Return, from the listing that follows, each line containing the word "below".

______

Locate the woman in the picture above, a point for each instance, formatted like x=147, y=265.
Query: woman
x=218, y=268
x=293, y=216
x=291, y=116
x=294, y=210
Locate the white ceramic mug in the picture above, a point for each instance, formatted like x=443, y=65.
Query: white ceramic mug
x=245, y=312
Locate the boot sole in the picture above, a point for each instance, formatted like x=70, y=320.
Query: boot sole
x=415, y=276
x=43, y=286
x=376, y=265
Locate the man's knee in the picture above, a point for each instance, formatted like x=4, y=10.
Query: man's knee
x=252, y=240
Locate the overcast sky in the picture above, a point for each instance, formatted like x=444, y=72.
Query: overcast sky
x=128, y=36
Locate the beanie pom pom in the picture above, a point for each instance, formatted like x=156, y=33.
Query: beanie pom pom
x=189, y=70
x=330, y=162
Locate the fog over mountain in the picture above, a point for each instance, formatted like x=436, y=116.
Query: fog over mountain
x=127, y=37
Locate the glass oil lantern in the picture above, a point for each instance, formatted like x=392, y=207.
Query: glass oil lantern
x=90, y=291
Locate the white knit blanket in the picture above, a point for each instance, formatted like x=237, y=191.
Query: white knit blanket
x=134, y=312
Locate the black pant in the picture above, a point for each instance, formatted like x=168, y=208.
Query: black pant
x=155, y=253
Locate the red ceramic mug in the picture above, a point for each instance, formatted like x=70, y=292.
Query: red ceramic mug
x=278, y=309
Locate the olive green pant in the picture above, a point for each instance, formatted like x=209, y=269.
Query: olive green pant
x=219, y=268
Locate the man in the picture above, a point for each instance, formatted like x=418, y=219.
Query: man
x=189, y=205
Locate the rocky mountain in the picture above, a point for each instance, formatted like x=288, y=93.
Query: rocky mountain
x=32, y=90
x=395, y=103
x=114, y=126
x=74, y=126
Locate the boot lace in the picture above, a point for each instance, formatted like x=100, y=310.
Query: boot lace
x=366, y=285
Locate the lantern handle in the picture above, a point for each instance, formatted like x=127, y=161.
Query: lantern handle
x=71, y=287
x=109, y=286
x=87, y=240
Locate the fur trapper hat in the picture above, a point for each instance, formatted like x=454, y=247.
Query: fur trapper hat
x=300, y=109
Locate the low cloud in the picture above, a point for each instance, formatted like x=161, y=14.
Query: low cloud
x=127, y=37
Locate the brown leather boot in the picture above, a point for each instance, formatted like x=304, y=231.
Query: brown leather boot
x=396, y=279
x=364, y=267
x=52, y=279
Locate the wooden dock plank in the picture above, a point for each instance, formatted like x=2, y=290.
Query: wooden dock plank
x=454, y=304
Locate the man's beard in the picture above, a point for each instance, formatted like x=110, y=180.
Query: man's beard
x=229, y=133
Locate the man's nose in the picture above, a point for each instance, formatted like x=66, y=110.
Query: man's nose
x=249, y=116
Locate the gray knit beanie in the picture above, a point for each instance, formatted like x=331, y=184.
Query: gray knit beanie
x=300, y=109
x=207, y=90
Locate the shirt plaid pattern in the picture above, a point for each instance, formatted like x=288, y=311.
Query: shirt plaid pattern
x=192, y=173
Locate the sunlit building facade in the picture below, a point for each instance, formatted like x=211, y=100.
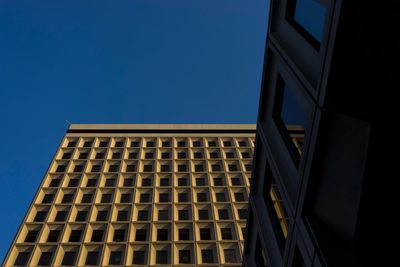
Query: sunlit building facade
x=141, y=195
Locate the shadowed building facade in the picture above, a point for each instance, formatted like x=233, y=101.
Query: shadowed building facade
x=141, y=195
x=321, y=194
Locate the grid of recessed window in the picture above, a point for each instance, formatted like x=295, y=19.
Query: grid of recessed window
x=139, y=201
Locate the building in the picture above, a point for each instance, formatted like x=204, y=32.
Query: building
x=323, y=192
x=141, y=195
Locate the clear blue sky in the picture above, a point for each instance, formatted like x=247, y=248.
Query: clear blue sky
x=187, y=61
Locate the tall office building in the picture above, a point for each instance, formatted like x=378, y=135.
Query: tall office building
x=141, y=195
x=323, y=192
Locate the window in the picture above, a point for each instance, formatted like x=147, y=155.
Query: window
x=96, y=168
x=227, y=143
x=183, y=197
x=31, y=236
x=119, y=144
x=166, y=144
x=212, y=143
x=97, y=235
x=223, y=214
x=92, y=258
x=161, y=257
x=181, y=155
x=308, y=17
x=203, y=214
x=61, y=216
x=116, y=155
x=196, y=143
x=226, y=233
x=103, y=144
x=242, y=214
x=130, y=168
x=125, y=198
x=132, y=155
x=87, y=144
x=55, y=182
x=289, y=111
x=239, y=196
x=102, y=215
x=75, y=236
x=249, y=167
x=66, y=155
x=184, y=234
x=110, y=182
x=138, y=257
x=71, y=143
x=162, y=234
x=205, y=234
x=148, y=168
x=22, y=258
x=200, y=181
x=61, y=168
x=183, y=215
x=184, y=256
x=87, y=198
x=83, y=155
x=146, y=182
x=53, y=236
x=246, y=155
x=106, y=198
x=182, y=182
x=81, y=216
x=45, y=258
x=164, y=182
x=230, y=155
x=230, y=256
x=122, y=215
x=164, y=197
x=220, y=197
x=198, y=155
x=141, y=235
x=73, y=182
x=201, y=197
x=149, y=155
x=134, y=144
x=142, y=215
x=78, y=168
x=165, y=168
x=214, y=155
x=67, y=198
x=129, y=182
x=216, y=167
x=48, y=198
x=236, y=181
x=113, y=168
x=181, y=143
x=207, y=256
x=40, y=216
x=218, y=182
x=163, y=215
x=233, y=167
x=150, y=144
x=92, y=182
x=119, y=235
x=99, y=155
x=242, y=143
x=182, y=168
x=69, y=258
x=198, y=168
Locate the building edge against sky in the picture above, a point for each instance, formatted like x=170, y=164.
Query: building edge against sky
x=338, y=193
x=150, y=194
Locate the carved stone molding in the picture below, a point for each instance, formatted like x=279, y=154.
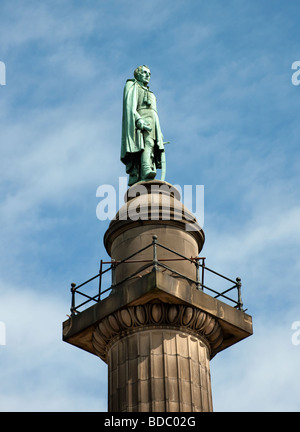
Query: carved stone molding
x=134, y=318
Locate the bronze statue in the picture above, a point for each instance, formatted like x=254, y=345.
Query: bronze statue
x=142, y=149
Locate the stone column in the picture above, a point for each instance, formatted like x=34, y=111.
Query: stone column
x=158, y=357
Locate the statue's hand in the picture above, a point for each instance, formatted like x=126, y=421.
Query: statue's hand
x=143, y=125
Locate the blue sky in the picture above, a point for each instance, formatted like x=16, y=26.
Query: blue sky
x=221, y=72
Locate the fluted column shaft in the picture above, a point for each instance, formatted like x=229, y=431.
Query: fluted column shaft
x=159, y=370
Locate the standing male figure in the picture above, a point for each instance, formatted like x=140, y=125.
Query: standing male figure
x=142, y=149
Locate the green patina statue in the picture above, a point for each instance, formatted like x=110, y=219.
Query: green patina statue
x=142, y=149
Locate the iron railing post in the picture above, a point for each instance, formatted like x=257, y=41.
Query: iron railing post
x=155, y=262
x=113, y=273
x=73, y=289
x=239, y=288
x=198, y=283
x=100, y=280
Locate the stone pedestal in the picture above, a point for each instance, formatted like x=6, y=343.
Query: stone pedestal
x=156, y=331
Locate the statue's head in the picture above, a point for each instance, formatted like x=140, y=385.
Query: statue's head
x=142, y=74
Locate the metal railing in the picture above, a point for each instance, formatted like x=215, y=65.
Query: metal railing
x=155, y=263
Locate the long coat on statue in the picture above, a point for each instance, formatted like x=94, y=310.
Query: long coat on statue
x=139, y=102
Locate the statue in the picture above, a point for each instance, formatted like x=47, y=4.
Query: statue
x=142, y=149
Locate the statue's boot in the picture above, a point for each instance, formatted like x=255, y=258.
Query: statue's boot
x=148, y=170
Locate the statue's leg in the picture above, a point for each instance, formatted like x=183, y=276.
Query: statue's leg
x=148, y=170
x=134, y=172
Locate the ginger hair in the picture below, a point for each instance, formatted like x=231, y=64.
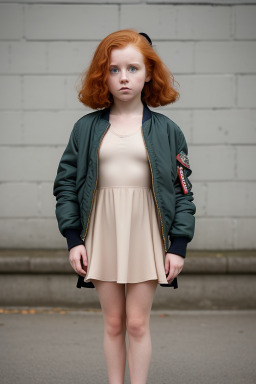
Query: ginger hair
x=159, y=91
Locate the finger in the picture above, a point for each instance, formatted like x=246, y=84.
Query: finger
x=84, y=257
x=79, y=266
x=166, y=265
x=171, y=274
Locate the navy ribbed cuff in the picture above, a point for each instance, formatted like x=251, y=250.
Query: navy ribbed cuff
x=73, y=238
x=179, y=246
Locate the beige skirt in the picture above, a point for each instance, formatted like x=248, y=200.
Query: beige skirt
x=124, y=241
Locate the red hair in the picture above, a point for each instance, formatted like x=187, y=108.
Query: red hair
x=94, y=91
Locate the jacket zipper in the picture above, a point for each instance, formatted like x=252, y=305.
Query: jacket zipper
x=163, y=238
x=88, y=221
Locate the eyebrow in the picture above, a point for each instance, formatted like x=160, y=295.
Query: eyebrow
x=128, y=64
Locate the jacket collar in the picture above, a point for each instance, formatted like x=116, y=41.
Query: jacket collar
x=146, y=113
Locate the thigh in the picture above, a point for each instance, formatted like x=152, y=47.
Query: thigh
x=139, y=299
x=112, y=297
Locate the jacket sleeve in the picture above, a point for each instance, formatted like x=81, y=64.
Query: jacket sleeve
x=183, y=225
x=64, y=189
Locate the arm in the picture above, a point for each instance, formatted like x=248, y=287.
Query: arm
x=183, y=226
x=64, y=189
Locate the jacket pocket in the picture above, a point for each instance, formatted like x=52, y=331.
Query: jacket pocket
x=184, y=171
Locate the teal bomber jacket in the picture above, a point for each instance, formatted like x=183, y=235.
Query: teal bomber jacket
x=77, y=176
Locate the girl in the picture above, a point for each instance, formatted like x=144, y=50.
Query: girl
x=122, y=189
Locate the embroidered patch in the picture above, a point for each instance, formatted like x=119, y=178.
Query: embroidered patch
x=183, y=159
x=182, y=180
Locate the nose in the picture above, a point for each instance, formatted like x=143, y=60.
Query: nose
x=123, y=75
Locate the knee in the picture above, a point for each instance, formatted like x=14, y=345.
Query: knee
x=137, y=326
x=114, y=325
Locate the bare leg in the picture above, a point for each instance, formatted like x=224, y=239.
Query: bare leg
x=112, y=300
x=139, y=298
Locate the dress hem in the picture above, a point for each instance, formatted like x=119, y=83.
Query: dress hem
x=125, y=282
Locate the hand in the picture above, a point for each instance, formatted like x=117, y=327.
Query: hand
x=173, y=265
x=78, y=259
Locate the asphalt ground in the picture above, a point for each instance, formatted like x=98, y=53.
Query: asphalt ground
x=64, y=346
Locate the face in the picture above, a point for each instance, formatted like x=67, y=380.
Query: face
x=126, y=74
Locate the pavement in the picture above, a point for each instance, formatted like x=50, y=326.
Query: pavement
x=60, y=345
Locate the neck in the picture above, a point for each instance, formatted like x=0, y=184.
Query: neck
x=135, y=107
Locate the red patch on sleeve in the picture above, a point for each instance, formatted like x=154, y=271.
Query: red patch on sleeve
x=182, y=180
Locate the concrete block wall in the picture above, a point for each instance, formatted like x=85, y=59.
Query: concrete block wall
x=210, y=46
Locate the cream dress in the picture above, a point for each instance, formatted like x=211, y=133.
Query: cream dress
x=124, y=242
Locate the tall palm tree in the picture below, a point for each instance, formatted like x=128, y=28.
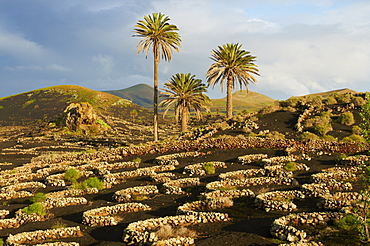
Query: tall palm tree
x=162, y=38
x=233, y=65
x=185, y=93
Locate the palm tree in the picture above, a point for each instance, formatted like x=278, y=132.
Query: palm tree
x=185, y=93
x=162, y=38
x=234, y=65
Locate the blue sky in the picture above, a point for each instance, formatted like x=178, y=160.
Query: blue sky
x=301, y=46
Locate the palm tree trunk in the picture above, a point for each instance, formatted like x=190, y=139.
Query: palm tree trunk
x=229, y=98
x=184, y=119
x=155, y=101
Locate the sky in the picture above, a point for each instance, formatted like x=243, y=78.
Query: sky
x=301, y=46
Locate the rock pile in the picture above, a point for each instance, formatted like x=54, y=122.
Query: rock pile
x=246, y=159
x=116, y=178
x=339, y=200
x=103, y=216
x=171, y=158
x=197, y=169
x=129, y=194
x=175, y=186
x=23, y=238
x=284, y=228
x=278, y=200
x=143, y=232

______

## Answer space
Locate the sunlit building facade in the picture below, a point for each instance, formatted like x=211, y=100.
Locate the carved stone molding in the picture below, a point for each instance, formatted like x=279, y=154.
Locate the ginger hair in the picture below, a point for each instance, formatted like x=231, y=64.
Locate the tall palm tree in the picture below, a point for each instance, formatted like x=128, y=28.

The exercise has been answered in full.